§ **What the task asks**
Name every user who posted in the KBR construction updates thread below, listing each once with the date or dates of their posts.

§ **Passage shown**

# KBR Construction Updates



## post-it (Jun 19, 2015)

Does anyone know how the construction is coming along at Maui?  The last I heard there was a huge crane on the property and the new fitness center hadn't been completed.


----------



## TravelinGuy (Jun 23, 2015)

post-it said:


> Does anyone know how the construction is coming along at Maui?  The last I heard there was a huge crane on the property and the new fitness center hadn't been completed.



We're here now for a week, leaving on Thur.  The fitness center is complete, with a great ground level location facing the ocean.  The large crane is still hanging over the resort (from the rear), and the inside pavilion in the front tower is closed -- but the tower and rooms are all open.  The mini-golf is also closed.  But from the main entrance and the pool and beach areas, everything else is open and looks great.

We haven't noticed any construction noises, and if it wasn't for the obvious crane visible as you drive up, there's little evidence of other construction.


----------



## SmithOp (Jun 23, 2015)

We were there in May and the only thing we saw the crane being used for was lifting materials up to the roof and bringing down dumpsters full of waste construction materials.  I couldn't figure out what they were up to and didnt bother to ask.  We were in the rear wing looking over the dumpsters on an exchange.







Sent from my iPad using the strange new version of Tapatalk


----------



## post-it (Jun 23, 2015)

We had this view last Sept without the crane, but the resort next door was re-roofing and too many service trucks for me.  I'm going to request the other side of the resort for this stay, hopefully I'll get my request.  

Glad to hear the fitness center is open and I think we have some time before we arrive for more of the construction to be complete.


----------

§ **Dataset records**
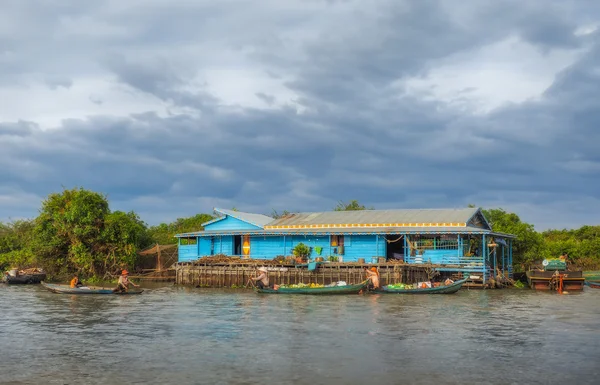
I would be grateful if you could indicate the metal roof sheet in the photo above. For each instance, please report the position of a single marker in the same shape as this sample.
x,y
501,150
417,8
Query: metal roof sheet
x,y
351,231
377,217
254,219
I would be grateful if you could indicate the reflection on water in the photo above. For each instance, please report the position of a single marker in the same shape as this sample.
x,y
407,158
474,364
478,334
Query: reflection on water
x,y
209,336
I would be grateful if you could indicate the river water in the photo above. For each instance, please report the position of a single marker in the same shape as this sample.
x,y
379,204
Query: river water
x,y
177,335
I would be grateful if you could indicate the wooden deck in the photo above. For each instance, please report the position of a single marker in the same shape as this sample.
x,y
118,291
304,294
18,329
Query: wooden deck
x,y
237,275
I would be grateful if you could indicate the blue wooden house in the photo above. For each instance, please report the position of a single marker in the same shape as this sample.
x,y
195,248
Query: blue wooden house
x,y
455,239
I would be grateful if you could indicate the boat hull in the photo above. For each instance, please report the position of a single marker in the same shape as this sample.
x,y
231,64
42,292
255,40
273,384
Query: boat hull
x,y
593,285
544,280
66,289
25,279
348,289
447,289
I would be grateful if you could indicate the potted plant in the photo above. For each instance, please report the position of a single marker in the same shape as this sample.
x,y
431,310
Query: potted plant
x,y
301,252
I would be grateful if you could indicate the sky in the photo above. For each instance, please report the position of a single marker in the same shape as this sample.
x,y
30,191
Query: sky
x,y
174,107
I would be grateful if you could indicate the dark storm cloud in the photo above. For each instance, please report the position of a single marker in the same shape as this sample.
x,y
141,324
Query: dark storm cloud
x,y
353,130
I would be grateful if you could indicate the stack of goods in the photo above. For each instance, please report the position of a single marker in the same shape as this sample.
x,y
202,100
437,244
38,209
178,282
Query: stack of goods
x,y
224,259
556,264
402,286
302,286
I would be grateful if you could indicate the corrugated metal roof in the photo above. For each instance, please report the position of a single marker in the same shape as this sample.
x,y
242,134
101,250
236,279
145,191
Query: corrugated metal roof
x,y
377,217
352,231
255,219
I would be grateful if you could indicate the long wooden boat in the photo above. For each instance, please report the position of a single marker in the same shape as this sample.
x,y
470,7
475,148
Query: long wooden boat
x,y
593,284
23,279
347,289
86,290
547,280
446,289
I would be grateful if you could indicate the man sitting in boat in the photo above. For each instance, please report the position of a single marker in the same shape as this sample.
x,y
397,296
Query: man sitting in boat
x,y
123,284
262,279
373,275
75,282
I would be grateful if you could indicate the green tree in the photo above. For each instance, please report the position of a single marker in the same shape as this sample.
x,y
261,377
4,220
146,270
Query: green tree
x,y
15,240
528,246
353,205
76,232
276,215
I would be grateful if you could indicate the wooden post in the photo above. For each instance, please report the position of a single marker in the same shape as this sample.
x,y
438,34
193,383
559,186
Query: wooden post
x,y
158,261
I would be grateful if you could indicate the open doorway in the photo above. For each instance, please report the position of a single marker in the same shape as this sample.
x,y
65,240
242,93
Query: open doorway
x,y
237,245
395,247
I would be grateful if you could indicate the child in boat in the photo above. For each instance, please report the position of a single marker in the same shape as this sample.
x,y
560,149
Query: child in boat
x,y
75,282
373,275
262,279
123,284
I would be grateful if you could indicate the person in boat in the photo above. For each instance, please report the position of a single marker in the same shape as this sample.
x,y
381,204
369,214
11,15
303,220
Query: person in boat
x,y
75,282
124,282
373,275
262,279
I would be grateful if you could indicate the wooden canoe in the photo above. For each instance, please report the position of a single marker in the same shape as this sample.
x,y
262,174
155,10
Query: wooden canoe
x,y
446,289
23,279
86,290
348,289
593,284
545,280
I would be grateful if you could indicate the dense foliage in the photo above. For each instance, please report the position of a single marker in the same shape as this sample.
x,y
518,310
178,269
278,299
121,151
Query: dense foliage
x,y
77,232
353,205
530,246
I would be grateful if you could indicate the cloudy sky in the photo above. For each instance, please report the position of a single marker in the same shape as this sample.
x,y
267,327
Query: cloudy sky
x,y
173,107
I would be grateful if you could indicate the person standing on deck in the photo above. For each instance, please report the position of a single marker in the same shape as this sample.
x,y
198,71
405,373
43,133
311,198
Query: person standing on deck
x,y
262,279
75,282
373,275
123,284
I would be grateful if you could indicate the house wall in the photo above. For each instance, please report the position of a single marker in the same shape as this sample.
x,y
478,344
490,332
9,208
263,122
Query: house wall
x,y
355,246
230,223
187,252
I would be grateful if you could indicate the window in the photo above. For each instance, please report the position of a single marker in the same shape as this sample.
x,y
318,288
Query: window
x,y
188,241
337,240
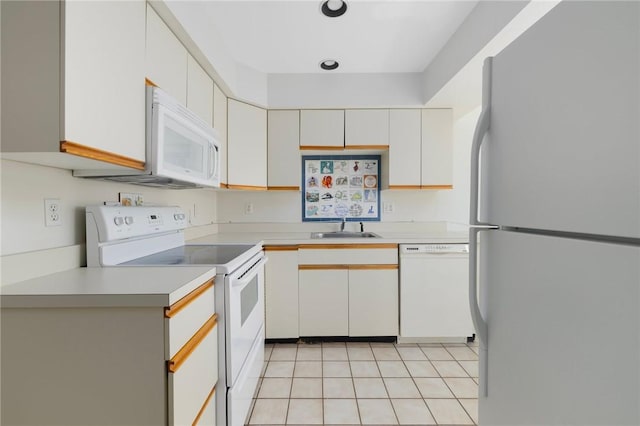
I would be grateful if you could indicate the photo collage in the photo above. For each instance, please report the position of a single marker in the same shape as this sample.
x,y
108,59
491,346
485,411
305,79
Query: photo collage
x,y
336,187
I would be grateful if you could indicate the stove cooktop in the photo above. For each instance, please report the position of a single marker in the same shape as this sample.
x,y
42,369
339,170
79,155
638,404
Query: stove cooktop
x,y
215,255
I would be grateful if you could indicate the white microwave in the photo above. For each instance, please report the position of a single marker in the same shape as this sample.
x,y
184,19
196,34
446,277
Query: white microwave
x,y
182,150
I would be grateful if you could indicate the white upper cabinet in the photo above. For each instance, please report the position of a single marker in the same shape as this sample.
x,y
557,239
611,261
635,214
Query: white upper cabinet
x,y
437,148
405,148
199,91
247,143
166,58
73,81
284,161
220,124
366,128
322,129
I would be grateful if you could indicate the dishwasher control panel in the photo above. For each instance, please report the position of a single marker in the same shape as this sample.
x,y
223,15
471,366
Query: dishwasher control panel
x,y
433,248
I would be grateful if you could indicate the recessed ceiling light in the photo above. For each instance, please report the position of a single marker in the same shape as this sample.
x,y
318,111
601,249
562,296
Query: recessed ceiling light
x,y
334,8
329,64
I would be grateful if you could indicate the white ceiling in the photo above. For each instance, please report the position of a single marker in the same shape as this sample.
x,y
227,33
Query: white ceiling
x,y
390,36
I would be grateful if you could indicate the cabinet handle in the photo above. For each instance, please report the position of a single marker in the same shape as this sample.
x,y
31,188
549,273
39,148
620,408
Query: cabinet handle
x,y
348,267
179,358
172,310
204,406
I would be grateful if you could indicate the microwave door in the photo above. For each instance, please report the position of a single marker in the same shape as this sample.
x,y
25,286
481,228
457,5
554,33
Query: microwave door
x,y
181,148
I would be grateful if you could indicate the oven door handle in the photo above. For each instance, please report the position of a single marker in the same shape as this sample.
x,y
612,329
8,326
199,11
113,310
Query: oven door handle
x,y
246,277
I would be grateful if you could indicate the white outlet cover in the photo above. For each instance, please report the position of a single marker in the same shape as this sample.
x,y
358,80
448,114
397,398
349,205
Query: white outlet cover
x,y
52,213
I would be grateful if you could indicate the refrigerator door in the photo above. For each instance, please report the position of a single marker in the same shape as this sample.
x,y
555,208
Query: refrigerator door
x,y
563,331
562,151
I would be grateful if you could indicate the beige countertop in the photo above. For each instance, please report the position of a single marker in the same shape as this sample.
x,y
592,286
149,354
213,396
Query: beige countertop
x,y
297,238
107,287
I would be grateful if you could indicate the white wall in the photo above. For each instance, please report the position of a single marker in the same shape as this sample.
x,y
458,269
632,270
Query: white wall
x,y
25,186
416,206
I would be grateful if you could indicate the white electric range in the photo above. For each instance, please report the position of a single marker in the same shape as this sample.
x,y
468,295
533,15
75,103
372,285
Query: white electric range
x,y
154,236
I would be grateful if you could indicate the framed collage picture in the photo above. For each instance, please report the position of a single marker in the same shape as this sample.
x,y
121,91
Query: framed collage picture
x,y
340,186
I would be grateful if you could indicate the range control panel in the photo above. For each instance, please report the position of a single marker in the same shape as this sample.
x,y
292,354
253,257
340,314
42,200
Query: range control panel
x,y
120,222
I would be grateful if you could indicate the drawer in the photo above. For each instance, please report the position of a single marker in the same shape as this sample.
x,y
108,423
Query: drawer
x,y
192,376
376,254
187,315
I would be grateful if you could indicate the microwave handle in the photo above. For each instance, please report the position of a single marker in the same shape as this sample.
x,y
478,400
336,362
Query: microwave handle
x,y
213,160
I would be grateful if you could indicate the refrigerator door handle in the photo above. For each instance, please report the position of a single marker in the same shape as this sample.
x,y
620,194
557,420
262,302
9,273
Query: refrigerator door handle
x,y
477,226
479,323
478,137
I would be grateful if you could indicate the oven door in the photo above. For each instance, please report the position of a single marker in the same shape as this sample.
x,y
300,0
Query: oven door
x,y
244,303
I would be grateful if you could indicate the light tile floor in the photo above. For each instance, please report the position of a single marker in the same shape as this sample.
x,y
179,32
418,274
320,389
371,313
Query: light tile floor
x,y
368,383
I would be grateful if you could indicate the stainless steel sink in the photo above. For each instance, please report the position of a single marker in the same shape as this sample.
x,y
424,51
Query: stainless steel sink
x,y
343,234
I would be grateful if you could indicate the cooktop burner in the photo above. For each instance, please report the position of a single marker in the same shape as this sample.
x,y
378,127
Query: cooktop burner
x,y
192,255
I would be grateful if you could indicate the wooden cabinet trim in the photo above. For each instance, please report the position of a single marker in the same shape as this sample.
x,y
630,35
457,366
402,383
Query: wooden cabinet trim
x,y
349,246
374,266
186,300
283,188
348,267
280,248
74,148
247,187
204,406
369,147
179,358
405,187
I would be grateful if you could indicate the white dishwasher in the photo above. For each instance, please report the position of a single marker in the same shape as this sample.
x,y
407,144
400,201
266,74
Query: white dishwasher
x,y
434,293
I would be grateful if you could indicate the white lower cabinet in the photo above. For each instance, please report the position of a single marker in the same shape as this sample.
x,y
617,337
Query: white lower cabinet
x,y
111,364
348,290
324,302
373,302
281,292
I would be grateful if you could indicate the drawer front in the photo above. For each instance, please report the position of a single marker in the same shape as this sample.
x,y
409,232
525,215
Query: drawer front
x,y
184,323
348,256
191,383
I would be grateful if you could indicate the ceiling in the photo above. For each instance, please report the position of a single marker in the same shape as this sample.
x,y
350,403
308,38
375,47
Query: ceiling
x,y
293,37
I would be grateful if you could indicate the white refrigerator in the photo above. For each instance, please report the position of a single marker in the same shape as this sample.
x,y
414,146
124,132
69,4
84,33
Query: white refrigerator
x,y
555,215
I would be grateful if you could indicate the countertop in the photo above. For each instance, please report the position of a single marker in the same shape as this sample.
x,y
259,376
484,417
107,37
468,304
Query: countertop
x,y
298,238
107,287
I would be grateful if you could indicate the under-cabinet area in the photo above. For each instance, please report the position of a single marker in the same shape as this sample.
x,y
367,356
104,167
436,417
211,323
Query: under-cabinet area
x,y
94,352
332,290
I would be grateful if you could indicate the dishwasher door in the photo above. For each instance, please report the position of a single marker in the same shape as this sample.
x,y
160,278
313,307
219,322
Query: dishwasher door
x,y
434,293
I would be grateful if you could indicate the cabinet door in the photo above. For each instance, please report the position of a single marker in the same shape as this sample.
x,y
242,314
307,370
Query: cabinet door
x,y
199,91
220,124
281,293
322,128
323,298
437,148
247,154
405,128
373,302
366,128
166,58
103,76
284,150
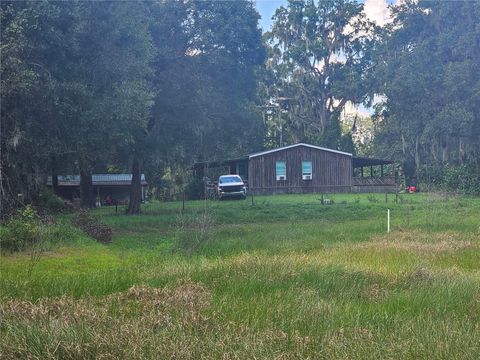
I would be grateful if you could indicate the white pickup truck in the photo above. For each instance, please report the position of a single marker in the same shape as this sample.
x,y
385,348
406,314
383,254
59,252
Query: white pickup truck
x,y
231,186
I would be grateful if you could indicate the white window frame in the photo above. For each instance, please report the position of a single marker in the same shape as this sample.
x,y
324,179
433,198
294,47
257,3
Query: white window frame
x,y
281,177
307,176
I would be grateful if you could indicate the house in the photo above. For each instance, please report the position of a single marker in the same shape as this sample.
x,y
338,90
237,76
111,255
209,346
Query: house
x,y
112,186
305,168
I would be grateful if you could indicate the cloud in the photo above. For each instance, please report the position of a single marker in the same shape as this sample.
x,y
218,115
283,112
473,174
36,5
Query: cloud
x,y
377,11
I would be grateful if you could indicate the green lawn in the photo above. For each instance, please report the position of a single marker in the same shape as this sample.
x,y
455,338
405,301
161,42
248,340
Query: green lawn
x,y
284,278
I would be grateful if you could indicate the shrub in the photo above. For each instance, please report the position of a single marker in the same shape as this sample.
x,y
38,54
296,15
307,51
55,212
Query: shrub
x,y
100,232
20,231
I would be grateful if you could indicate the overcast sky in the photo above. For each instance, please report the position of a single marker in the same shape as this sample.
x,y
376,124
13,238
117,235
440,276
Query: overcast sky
x,y
376,10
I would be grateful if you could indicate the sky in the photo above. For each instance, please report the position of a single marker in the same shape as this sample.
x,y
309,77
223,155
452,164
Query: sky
x,y
376,10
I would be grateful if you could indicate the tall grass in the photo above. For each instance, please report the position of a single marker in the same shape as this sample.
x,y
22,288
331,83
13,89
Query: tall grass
x,y
286,277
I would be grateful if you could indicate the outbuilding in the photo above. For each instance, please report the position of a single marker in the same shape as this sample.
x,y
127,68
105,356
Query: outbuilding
x,y
304,168
107,187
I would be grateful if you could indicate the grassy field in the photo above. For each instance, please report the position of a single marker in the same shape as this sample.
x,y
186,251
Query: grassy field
x,y
284,278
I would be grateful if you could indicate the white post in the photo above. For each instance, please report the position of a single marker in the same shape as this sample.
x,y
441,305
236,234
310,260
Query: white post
x,y
388,220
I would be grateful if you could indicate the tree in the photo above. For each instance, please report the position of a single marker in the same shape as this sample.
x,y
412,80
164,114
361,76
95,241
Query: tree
x,y
321,58
428,63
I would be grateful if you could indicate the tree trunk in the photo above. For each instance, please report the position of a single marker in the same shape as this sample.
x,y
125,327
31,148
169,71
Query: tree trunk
x,y
135,189
54,173
87,199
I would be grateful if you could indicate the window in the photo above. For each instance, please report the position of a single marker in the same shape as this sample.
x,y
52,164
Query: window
x,y
281,170
306,170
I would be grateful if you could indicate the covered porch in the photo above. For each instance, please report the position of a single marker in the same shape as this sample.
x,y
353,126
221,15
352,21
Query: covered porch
x,y
213,169
373,175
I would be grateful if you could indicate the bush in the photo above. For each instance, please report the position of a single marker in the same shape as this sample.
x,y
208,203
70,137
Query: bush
x,y
20,231
100,232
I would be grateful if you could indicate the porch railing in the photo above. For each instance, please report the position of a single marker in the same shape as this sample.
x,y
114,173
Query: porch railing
x,y
374,181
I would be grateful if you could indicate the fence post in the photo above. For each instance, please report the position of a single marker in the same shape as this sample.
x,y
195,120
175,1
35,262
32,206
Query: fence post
x,y
388,220
183,201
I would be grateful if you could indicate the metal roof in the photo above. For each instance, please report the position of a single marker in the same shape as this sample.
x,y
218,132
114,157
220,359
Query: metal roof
x,y
299,144
97,179
363,161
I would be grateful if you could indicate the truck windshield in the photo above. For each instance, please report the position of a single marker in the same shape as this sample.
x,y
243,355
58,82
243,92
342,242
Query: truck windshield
x,y
230,179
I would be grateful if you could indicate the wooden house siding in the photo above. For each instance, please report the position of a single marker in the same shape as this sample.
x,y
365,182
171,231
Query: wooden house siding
x,y
331,171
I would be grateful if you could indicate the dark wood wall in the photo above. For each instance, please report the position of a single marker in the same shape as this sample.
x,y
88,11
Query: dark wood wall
x,y
331,172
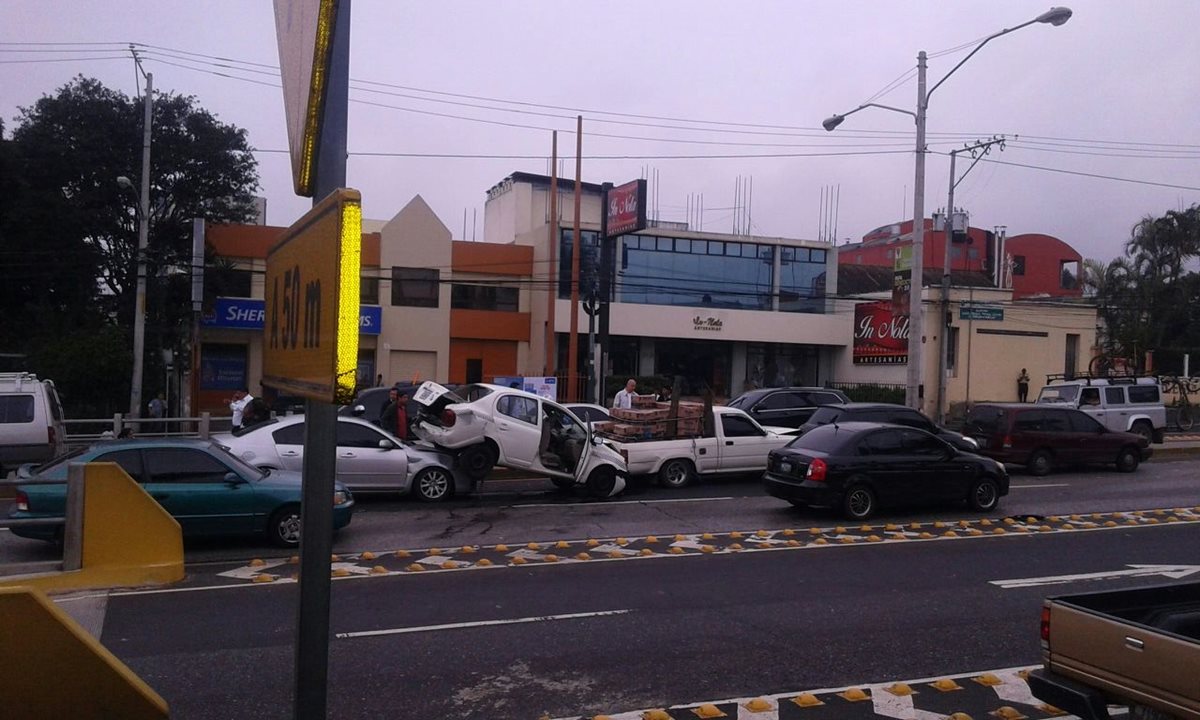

§ **Solution to this problem**
- post-it: Jun 19, 2015 and Jun 23, 2015
- TravelinGuy: Jun 23, 2015
- SmithOp: Jun 23, 2015